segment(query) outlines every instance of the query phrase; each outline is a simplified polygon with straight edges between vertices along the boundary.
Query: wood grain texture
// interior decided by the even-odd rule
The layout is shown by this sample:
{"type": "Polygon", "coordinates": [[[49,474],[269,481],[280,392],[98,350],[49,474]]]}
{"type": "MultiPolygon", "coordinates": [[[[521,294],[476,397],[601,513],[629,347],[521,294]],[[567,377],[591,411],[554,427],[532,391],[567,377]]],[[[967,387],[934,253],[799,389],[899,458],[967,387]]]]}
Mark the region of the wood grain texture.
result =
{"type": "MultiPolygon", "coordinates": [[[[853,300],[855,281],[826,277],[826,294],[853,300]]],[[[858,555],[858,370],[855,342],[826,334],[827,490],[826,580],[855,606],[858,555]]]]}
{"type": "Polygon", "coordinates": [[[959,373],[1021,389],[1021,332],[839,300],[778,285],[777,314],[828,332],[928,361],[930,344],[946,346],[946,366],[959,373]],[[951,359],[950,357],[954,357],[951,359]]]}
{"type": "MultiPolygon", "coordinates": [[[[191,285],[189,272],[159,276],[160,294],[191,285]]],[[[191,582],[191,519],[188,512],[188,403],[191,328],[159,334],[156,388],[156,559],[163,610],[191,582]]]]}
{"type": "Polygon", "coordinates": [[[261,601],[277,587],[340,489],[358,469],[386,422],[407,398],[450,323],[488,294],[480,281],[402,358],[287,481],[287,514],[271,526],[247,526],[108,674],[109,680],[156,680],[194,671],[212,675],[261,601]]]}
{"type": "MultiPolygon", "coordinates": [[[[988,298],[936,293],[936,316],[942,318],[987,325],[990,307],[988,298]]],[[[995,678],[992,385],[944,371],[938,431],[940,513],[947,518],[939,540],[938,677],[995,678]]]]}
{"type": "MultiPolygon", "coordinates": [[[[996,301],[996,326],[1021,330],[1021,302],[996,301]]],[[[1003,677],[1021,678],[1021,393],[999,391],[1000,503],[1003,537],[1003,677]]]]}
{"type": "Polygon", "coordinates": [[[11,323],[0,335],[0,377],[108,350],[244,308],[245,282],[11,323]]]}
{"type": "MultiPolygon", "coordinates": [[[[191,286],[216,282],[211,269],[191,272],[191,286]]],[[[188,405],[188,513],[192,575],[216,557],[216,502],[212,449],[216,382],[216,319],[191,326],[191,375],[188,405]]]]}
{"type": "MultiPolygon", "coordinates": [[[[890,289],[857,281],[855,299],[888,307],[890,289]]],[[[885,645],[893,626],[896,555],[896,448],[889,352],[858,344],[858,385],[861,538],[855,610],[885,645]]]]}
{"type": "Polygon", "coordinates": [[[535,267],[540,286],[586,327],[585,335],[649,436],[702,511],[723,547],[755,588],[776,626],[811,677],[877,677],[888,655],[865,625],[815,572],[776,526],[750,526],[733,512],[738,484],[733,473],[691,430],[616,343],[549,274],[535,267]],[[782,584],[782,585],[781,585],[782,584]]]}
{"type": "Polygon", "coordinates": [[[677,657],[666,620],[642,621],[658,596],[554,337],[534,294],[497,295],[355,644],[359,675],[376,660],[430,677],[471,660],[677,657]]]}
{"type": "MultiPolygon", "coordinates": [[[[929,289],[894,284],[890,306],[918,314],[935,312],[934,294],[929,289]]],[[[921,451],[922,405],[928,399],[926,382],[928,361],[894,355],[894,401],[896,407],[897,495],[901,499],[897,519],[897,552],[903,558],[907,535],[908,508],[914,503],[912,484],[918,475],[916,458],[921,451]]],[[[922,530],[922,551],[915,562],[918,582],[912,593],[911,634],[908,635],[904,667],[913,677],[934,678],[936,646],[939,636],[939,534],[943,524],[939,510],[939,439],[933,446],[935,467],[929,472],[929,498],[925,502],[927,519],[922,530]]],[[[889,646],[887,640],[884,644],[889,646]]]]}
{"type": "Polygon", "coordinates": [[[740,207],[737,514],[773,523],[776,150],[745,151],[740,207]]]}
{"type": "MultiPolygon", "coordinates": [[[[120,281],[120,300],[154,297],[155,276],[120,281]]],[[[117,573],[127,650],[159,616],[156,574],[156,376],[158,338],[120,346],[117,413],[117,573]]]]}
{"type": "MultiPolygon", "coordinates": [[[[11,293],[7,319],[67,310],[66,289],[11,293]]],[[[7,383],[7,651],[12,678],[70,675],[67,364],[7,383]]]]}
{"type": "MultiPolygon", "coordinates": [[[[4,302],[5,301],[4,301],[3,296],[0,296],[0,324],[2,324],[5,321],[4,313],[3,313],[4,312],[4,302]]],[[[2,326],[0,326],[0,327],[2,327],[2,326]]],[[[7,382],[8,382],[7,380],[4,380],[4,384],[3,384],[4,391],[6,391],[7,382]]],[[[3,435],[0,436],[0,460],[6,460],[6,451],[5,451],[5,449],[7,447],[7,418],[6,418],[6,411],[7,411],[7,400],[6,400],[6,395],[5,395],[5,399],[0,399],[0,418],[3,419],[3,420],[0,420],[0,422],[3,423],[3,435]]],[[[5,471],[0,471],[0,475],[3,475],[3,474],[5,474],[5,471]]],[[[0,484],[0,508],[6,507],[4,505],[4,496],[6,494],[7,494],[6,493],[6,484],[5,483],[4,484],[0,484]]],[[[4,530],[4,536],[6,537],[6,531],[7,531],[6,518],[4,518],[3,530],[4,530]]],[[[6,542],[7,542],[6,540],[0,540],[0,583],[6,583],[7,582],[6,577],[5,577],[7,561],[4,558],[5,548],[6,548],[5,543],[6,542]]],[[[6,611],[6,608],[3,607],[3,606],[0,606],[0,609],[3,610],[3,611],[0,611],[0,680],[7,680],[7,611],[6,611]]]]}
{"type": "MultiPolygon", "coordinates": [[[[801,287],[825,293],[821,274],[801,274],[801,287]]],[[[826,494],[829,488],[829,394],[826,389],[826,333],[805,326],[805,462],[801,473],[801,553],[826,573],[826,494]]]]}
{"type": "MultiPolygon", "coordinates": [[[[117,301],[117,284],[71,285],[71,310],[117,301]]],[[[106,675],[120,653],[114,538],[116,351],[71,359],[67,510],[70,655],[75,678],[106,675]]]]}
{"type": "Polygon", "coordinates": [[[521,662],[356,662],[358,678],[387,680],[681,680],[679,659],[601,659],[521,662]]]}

...

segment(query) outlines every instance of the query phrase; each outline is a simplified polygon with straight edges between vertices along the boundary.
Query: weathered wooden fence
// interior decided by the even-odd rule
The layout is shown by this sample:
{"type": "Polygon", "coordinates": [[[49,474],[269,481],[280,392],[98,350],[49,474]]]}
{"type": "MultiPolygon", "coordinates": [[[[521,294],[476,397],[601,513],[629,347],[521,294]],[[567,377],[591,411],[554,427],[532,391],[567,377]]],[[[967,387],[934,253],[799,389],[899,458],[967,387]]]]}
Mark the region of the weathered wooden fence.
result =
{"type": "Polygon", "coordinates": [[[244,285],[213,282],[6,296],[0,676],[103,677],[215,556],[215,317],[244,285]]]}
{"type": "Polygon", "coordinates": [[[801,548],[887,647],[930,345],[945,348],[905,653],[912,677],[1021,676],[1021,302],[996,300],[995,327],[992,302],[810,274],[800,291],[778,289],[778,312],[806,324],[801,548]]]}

■ **CHALLENGE**: Please identify every line in the entries above that contains the word "grain", and copy each of those lines in full.

■ **REPLY**:
Query: wood grain texture
Mark the region of the wood grain texture.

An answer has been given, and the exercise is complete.